Transcribe exactly the line containing "Target: gray helmet" plus every later line in the data.

**Record extracts:**

* * * * * * *

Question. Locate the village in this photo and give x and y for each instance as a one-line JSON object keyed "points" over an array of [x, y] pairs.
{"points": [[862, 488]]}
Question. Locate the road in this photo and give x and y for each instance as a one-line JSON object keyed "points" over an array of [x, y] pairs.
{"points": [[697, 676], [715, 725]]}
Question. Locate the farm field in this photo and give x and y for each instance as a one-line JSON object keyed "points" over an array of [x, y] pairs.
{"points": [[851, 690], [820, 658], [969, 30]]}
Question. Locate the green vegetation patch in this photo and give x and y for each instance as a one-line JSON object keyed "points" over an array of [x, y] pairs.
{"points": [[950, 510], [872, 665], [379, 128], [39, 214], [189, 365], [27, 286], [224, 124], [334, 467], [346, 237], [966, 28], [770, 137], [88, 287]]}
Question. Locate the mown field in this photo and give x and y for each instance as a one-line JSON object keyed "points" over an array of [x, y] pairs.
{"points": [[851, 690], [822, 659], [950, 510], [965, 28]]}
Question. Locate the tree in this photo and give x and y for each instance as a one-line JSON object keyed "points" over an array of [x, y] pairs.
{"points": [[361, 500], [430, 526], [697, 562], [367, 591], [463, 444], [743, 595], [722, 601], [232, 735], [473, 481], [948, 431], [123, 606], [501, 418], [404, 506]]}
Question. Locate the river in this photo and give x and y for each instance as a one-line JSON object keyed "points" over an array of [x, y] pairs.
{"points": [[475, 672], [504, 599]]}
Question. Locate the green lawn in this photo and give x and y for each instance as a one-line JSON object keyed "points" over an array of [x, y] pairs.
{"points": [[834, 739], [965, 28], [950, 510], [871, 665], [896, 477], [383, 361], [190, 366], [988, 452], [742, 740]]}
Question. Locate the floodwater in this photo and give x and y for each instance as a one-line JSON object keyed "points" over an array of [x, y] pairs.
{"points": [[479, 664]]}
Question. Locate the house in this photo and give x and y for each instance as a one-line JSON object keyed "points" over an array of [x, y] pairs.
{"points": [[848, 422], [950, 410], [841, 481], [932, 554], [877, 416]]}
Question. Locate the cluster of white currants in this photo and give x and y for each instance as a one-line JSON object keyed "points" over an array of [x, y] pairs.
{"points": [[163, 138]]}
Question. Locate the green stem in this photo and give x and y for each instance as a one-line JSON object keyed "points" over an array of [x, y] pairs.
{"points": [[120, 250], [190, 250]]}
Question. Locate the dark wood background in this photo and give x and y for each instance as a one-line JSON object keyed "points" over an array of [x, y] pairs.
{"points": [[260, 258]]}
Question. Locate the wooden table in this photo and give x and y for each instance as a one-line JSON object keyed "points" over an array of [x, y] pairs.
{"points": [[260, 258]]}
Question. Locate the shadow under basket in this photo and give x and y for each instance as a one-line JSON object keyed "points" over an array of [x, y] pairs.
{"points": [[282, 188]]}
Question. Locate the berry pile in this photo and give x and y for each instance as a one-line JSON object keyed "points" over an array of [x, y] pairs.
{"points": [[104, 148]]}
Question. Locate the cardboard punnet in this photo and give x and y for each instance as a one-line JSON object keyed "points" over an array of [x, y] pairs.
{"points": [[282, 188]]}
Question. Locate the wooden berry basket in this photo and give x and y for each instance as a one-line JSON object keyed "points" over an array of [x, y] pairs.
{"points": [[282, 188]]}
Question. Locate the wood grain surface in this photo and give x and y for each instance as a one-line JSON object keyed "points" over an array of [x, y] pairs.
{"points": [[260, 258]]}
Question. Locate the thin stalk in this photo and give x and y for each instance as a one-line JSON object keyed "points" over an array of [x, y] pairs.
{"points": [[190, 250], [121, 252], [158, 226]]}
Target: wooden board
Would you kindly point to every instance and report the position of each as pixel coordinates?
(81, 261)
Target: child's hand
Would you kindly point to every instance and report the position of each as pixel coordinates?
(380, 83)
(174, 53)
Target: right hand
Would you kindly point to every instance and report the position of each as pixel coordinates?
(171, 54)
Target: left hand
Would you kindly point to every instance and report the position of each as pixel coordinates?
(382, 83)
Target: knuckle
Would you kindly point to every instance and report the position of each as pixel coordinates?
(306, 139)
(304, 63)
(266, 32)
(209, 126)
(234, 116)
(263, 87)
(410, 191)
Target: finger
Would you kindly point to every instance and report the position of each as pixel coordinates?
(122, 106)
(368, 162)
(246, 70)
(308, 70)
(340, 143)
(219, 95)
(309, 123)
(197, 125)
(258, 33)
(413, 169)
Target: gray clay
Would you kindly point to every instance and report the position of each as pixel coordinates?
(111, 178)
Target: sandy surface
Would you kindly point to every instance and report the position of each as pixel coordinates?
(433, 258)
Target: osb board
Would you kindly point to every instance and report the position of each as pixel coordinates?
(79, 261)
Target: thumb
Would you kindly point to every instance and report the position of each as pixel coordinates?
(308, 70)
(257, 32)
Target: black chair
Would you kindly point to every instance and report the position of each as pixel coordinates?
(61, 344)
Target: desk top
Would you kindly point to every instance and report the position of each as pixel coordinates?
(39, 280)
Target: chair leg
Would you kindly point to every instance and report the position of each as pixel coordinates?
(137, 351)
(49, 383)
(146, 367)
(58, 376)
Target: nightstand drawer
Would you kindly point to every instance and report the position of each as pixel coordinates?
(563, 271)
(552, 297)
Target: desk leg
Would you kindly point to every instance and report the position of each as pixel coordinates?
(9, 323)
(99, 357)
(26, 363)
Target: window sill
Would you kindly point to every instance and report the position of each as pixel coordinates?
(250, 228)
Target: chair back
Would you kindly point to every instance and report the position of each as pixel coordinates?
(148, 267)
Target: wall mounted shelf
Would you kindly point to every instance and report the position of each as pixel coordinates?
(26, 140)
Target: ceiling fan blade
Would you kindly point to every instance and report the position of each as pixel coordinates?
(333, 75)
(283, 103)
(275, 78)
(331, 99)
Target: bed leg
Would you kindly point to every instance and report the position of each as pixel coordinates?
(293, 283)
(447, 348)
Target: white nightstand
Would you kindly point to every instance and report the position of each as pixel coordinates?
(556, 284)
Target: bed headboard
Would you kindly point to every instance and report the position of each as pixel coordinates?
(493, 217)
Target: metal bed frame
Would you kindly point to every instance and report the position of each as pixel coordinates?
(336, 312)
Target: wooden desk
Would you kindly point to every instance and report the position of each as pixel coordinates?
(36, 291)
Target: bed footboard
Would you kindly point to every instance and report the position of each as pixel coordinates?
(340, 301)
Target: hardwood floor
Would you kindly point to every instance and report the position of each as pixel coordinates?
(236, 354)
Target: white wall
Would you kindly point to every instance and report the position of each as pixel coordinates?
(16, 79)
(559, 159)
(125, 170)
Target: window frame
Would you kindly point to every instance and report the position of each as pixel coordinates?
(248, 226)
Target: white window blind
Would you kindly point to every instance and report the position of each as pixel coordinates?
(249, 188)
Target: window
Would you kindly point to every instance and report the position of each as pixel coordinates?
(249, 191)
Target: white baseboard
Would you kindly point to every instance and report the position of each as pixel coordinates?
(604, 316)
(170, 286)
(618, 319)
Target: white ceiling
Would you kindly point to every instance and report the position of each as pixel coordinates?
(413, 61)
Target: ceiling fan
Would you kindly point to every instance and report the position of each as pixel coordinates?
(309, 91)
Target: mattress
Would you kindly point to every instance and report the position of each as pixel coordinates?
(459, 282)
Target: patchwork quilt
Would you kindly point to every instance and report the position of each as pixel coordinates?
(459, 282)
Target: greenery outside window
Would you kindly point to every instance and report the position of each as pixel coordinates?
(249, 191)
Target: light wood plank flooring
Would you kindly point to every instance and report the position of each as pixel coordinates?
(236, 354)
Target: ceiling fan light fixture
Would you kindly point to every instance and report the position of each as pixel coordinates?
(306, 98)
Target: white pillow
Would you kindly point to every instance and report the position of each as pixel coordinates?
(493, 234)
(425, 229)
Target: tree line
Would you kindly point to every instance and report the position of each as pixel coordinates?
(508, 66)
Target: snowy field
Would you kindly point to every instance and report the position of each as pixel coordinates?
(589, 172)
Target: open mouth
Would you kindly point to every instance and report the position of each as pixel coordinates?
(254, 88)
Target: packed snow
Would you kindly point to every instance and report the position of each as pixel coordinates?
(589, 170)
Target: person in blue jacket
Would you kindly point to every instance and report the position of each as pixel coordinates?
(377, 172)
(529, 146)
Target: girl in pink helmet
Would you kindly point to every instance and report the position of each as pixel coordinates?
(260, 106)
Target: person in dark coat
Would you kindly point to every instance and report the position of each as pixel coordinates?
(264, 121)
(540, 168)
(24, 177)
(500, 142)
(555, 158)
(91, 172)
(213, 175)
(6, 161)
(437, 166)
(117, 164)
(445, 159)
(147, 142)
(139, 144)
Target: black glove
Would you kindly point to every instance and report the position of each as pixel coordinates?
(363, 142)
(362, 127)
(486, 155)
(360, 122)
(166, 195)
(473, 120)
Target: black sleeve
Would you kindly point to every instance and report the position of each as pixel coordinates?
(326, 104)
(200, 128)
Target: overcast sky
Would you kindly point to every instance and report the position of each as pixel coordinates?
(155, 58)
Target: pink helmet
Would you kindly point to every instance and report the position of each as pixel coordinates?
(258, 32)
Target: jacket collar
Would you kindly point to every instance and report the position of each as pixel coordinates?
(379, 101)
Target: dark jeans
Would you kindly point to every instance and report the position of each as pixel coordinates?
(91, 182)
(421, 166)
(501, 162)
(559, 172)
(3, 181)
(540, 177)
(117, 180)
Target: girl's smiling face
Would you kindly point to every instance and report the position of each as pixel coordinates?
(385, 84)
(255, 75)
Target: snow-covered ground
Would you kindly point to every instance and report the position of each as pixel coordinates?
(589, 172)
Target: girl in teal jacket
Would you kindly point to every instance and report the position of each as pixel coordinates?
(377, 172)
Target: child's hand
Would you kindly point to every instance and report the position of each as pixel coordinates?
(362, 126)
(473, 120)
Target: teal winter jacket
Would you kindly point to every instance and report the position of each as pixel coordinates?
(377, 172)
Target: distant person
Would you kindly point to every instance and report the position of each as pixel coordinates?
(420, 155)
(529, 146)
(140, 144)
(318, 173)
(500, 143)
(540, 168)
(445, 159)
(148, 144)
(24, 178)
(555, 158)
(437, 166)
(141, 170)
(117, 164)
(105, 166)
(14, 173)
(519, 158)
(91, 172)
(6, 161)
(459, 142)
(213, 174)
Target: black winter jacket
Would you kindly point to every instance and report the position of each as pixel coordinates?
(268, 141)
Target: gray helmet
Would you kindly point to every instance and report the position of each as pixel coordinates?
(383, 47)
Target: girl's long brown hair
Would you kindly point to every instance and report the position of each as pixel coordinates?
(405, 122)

* * * * * * *

**Answer:**
Target: gray helmet
Would you kindly point to every instance and report the position of each as pixel coordinates?
(383, 47)
Target: girl's long brown hair
Would you kindly point to every instance and report the position of each as pixel coordinates?
(405, 122)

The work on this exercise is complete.